Exercise prompt.
Retype each entry exactly.

[Natural-language object grounding data]
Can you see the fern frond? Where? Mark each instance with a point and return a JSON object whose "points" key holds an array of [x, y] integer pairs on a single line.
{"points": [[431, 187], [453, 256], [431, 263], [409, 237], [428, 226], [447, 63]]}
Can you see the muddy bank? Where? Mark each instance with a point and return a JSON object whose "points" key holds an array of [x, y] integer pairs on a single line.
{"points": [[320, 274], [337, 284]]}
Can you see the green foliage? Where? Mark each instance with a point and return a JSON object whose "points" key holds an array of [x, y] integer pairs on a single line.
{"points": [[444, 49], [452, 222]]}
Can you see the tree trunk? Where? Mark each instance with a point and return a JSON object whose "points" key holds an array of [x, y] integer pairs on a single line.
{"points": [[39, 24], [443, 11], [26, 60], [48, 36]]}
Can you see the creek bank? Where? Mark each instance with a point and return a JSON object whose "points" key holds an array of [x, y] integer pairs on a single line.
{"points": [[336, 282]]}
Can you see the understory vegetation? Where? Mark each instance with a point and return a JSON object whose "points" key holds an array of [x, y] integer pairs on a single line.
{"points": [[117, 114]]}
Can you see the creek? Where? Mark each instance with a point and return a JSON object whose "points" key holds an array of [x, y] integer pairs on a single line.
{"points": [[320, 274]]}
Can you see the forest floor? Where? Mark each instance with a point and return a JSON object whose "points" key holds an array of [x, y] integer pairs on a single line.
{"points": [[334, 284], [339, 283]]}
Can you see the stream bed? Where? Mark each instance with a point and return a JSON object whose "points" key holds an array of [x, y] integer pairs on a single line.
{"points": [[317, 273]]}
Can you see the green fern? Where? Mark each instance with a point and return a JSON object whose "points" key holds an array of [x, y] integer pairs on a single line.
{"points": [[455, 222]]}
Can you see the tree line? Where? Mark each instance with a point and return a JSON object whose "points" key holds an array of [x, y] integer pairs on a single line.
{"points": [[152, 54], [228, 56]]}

Answer below.
Can you see the fern frond? Where? Mark each instance with a point and return a JSON object whose "points" key holds an array of [x, y] integer pairs on a single line.
{"points": [[431, 187], [453, 256], [431, 263], [409, 237], [428, 226], [447, 63]]}
Can you see the muddy bank? Where? Mark each instance with a point and return a JSON object whose "points" key holds an array of [x, y] integer pairs on a single line.
{"points": [[320, 274], [337, 284]]}
Can you see the green foliage? Where? Mark each instance with a point and return a JSON object whose "points" key holds an array of [x, y] integer pairs on a single line.
{"points": [[444, 49], [452, 222]]}
Can you see the tree trunk? Where? Mark each instance with a point and return a JSON object whose "points" key holds an array of [x, y] integer pairs on a single line.
{"points": [[39, 24], [443, 11], [26, 60], [48, 36]]}
Can you see the creek bank? Where? Mark each instance with a point and return a JSON object whose "points" key holds an array of [x, y] integer pairs on a single line.
{"points": [[336, 282]]}
Can you see the understory vegetation? Where? Mark each instance with a point and return a JSON object whose "points" key holds an array of [x, y] integer pairs on a single line.
{"points": [[117, 114]]}
Can you see the creek? Where? Mark each instance with a point and return a JSON object whose "points" key holds an array of [x, y] integer pairs on a single line.
{"points": [[320, 274]]}
Can you see the forest floor? Where? Mark each instance with a point and return a JSON object whose "points" key holds an array of [x, y] integer pairs on a single line.
{"points": [[334, 284], [339, 283]]}
Can you see the stream bed? Where? Mark each instance with a point and return a JSON object whose "points" key holds an array of [x, y] integer pairs on a single line.
{"points": [[317, 273]]}
Can you see the green fern? Where? Mark each instance with a point and return a JSON object whose "points" key holds an array of [x, y] integer pairs on a single line.
{"points": [[455, 222]]}
Can you see the tree line? Where? Mark each instance with a point and return a JSON object whose "points" key holds an array of [x, y] integer pairs on a single line.
{"points": [[152, 54], [228, 56]]}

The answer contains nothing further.